*** Records for this task ***
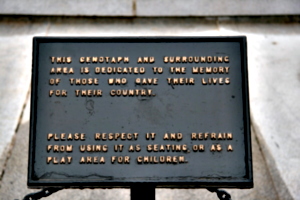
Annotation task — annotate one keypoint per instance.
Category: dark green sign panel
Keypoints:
(113, 112)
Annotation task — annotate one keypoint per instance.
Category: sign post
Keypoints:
(118, 112)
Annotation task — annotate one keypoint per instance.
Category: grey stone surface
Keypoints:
(13, 185)
(67, 7)
(274, 95)
(216, 7)
(274, 84)
(15, 73)
(133, 27)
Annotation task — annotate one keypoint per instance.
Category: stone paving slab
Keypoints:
(150, 7)
(67, 7)
(274, 77)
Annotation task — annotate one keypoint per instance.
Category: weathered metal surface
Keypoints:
(199, 119)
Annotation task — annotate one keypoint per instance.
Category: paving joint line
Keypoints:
(13, 141)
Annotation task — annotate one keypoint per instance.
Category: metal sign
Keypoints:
(113, 112)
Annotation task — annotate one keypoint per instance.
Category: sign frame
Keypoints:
(216, 182)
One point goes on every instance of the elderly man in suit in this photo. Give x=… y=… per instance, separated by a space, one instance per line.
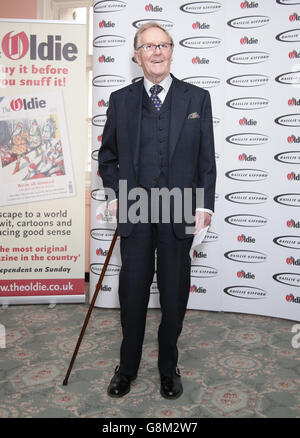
x=158 y=134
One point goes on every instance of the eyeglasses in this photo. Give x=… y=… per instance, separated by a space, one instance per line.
x=152 y=47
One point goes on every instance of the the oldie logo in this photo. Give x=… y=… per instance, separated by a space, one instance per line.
x=99 y=120
x=96 y=268
x=205 y=42
x=247 y=139
x=246 y=220
x=200 y=271
x=95 y=154
x=197 y=25
x=291 y=223
x=292 y=242
x=151 y=8
x=109 y=41
x=109 y=6
x=294 y=54
x=16 y=46
x=249 y=22
x=203 y=7
x=247 y=122
x=166 y=24
x=288 y=120
x=292 y=261
x=103 y=58
x=198 y=60
x=246 y=5
x=203 y=81
x=210 y=236
x=245 y=157
x=291 y=299
x=245 y=239
x=246 y=256
x=247 y=275
x=247 y=40
x=288 y=2
x=248 y=57
x=103 y=103
x=290 y=36
x=27 y=104
x=289 y=278
x=108 y=81
x=292 y=176
x=293 y=102
x=246 y=292
x=290 y=199
x=248 y=175
x=216 y=122
x=293 y=139
x=197 y=290
x=248 y=103
x=250 y=80
x=247 y=198
x=104 y=23
x=290 y=78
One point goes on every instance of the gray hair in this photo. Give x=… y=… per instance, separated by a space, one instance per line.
x=146 y=26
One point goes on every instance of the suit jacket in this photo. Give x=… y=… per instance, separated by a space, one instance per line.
x=191 y=144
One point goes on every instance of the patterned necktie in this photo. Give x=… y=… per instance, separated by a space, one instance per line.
x=155 y=90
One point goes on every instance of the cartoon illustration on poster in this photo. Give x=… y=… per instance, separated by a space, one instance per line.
x=34 y=149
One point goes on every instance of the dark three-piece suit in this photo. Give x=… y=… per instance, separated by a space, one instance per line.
x=173 y=147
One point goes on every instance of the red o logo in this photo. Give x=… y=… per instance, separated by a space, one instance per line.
x=16 y=104
x=16 y=46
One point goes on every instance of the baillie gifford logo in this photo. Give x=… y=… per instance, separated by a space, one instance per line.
x=16 y=46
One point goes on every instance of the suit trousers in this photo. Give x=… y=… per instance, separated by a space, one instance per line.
x=136 y=276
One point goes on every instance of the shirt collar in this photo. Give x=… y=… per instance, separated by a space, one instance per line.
x=166 y=83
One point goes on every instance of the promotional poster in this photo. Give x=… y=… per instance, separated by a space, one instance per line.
x=42 y=162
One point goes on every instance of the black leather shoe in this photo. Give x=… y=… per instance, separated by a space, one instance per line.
x=171 y=387
x=119 y=384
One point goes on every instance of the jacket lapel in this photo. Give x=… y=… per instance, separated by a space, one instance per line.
x=134 y=117
x=180 y=101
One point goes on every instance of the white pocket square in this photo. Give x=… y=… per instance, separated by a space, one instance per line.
x=194 y=116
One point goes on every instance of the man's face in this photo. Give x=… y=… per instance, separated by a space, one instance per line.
x=155 y=63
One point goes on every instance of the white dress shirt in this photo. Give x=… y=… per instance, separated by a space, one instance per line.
x=166 y=84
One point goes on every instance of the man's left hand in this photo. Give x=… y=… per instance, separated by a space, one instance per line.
x=202 y=220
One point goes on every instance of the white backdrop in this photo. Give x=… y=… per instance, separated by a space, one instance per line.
x=246 y=53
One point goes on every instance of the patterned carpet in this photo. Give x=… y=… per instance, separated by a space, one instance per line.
x=232 y=365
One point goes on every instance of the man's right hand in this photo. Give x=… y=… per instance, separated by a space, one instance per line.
x=113 y=208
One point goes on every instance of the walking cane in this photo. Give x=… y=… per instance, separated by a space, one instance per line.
x=65 y=382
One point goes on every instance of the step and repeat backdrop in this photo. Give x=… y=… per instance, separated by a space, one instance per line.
x=247 y=55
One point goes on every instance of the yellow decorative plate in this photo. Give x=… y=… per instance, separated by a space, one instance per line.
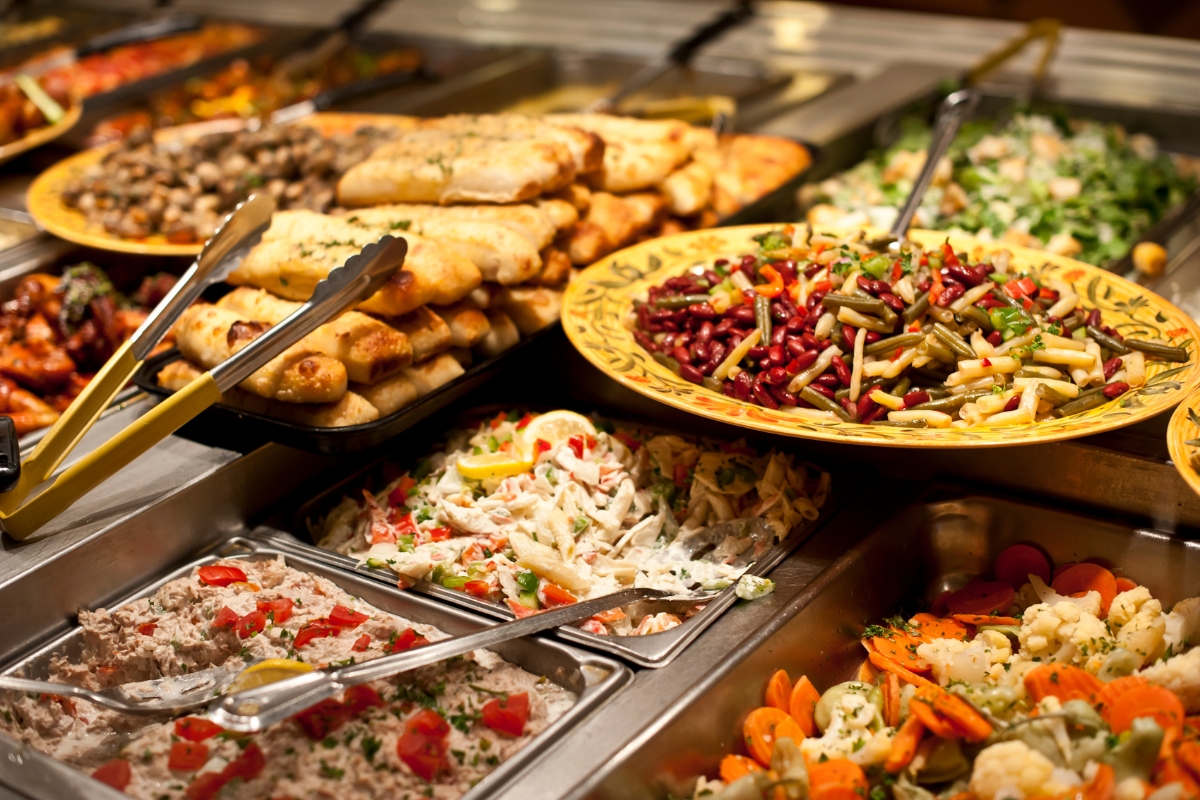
x=45 y=198
x=1183 y=429
x=601 y=299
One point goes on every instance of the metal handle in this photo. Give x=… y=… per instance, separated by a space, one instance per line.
x=951 y=115
x=259 y=708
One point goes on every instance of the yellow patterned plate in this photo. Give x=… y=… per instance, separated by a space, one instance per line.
x=1183 y=440
x=601 y=299
x=45 y=198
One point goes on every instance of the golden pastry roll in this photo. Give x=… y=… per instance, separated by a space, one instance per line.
x=467 y=323
x=352 y=409
x=502 y=334
x=209 y=336
x=427 y=332
x=292 y=260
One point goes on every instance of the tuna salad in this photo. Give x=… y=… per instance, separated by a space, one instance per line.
x=432 y=732
x=543 y=510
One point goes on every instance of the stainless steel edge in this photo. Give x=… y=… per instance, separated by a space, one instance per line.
x=593 y=678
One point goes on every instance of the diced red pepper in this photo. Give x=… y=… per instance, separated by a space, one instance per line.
x=345 y=617
x=115 y=774
x=508 y=715
x=225 y=618
x=197 y=728
x=187 y=756
x=280 y=609
x=216 y=575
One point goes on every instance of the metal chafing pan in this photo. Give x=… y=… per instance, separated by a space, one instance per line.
x=653 y=650
x=901 y=564
x=592 y=678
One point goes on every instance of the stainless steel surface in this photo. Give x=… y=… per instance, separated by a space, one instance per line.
x=594 y=679
x=257 y=709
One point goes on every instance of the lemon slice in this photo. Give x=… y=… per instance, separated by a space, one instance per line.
x=556 y=427
x=493 y=465
x=268 y=672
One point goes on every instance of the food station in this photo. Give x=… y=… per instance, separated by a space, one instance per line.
x=513 y=398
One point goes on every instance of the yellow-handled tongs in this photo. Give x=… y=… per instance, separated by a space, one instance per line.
x=343 y=288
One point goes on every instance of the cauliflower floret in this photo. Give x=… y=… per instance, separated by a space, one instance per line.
x=1012 y=769
x=850 y=735
x=1138 y=619
x=1181 y=674
x=1065 y=632
x=967 y=661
*** End of Records for this task ***
**Assignment**
Show every line from the entries that includes the word "stone".

**Answer box**
Category: grey stone surface
Category: stone paving slab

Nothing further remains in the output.